## Task data
········

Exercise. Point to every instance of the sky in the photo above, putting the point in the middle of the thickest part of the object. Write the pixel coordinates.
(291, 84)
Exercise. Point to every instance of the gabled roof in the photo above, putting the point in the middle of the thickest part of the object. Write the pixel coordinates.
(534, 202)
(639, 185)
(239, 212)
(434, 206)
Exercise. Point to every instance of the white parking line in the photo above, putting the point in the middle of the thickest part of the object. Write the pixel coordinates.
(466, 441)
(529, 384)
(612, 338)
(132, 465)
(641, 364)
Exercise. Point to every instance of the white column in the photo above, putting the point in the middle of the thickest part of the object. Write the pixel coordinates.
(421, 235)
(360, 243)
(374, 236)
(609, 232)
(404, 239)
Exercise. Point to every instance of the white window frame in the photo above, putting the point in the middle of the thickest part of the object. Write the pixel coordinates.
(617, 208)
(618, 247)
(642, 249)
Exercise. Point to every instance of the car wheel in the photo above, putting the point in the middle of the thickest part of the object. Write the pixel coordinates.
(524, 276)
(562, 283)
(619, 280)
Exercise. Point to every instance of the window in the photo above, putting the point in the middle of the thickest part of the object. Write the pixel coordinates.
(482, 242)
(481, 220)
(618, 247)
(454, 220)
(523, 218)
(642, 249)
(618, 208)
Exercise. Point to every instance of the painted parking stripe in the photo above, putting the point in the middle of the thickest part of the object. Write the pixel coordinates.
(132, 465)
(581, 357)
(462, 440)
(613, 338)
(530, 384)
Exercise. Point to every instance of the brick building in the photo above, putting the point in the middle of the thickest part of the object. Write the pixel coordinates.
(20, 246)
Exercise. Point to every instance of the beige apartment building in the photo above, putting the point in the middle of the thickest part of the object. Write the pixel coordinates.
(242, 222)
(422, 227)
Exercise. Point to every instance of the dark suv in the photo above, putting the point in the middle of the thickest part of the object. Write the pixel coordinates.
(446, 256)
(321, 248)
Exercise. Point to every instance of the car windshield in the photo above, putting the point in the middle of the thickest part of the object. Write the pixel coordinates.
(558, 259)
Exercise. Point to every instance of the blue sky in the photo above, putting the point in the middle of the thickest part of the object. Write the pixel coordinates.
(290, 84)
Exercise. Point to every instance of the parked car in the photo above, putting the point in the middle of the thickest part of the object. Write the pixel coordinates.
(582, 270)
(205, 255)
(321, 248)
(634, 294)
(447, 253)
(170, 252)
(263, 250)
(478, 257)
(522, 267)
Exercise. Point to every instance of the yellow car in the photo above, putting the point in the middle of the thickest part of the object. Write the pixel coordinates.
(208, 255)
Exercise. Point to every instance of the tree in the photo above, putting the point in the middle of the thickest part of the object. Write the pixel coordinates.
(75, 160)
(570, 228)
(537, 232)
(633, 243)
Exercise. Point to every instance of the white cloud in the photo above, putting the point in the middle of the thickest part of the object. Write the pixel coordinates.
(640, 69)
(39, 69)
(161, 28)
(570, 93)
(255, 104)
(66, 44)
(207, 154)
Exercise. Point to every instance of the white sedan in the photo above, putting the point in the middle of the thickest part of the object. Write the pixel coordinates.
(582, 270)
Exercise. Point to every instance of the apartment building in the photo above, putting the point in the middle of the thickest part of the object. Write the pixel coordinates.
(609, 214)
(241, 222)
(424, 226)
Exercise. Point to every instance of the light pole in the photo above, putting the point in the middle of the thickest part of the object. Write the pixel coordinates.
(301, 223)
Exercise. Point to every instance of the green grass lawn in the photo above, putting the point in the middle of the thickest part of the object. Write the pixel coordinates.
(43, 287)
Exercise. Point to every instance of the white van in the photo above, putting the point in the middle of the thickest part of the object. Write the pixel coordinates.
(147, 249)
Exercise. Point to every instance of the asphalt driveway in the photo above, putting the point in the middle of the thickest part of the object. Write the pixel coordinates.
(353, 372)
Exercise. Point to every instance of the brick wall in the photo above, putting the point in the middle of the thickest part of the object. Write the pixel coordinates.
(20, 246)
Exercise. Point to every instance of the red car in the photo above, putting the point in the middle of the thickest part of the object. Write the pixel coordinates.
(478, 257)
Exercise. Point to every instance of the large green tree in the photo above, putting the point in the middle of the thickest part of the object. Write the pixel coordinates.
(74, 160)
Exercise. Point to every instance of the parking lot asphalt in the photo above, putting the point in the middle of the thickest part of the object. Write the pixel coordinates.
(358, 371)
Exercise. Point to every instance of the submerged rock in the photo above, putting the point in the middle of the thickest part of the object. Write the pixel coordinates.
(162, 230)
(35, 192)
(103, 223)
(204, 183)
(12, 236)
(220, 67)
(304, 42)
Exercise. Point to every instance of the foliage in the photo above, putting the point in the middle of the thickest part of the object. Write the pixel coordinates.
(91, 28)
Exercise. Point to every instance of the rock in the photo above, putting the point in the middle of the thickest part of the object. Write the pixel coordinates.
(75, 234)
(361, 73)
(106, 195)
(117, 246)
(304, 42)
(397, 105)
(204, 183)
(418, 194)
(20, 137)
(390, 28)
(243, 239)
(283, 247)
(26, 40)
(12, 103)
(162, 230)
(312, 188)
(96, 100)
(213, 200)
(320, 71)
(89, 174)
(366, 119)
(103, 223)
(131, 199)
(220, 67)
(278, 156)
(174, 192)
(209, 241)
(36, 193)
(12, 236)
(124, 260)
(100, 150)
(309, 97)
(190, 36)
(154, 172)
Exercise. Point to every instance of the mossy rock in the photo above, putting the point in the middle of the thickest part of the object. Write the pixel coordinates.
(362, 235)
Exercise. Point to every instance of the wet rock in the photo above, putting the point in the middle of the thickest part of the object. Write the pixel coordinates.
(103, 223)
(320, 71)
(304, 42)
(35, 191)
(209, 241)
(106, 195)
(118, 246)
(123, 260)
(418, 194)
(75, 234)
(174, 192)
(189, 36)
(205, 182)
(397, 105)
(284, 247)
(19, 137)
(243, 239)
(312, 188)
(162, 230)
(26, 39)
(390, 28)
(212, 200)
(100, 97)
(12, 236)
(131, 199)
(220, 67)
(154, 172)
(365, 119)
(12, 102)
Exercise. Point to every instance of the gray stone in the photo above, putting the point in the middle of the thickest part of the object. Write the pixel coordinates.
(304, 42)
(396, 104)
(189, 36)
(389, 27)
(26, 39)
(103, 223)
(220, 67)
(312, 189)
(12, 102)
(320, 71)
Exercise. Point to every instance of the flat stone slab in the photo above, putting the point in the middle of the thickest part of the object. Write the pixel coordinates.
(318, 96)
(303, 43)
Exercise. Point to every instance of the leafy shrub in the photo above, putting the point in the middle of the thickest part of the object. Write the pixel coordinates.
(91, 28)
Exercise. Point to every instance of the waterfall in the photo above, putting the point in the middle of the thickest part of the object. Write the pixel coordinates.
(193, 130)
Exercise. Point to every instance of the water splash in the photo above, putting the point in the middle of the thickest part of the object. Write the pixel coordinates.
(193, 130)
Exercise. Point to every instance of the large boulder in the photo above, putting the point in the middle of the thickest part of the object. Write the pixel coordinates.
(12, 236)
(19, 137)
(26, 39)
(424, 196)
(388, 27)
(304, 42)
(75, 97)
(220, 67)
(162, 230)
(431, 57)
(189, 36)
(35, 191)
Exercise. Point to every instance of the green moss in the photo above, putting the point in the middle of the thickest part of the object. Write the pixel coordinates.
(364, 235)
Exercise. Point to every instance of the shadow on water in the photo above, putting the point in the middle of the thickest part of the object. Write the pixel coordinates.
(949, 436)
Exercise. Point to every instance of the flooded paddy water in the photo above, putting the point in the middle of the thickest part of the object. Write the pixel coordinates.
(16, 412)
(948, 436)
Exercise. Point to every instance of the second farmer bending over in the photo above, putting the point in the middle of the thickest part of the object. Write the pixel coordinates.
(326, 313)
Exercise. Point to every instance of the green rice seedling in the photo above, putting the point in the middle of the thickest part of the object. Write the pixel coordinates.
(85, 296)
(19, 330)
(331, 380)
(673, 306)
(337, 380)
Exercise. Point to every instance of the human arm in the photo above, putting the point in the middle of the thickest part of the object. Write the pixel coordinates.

········

## Your task
Only the lines from the one that contains "Exercise. Point to every instance of the flooded" to the end of the entries above should be given again, exactly and in full.

## Written response
Exercise. Point to every instance of the flooded paddy water in the photo above, putting the point in the middle of the thickest part of the object. Write the pixel coordinates.
(16, 412)
(948, 436)
Exercise. Point to every instance of the second farmer bending over in the photo above, putting the point in the middle of the thickest part of the object. Write the pixel coordinates.
(326, 313)
Exercise. Point to every instance of the green rice seedling in the photo above, putting the point in the middle of the thickest part of the object. Write the pixel coordinates.
(85, 296)
(19, 330)
(331, 380)
(673, 306)
(337, 380)
Exercise. Point to every instance of the human arm in the photo above, putting the point in the middle of the thickest part of the object. Write the pixel coordinates.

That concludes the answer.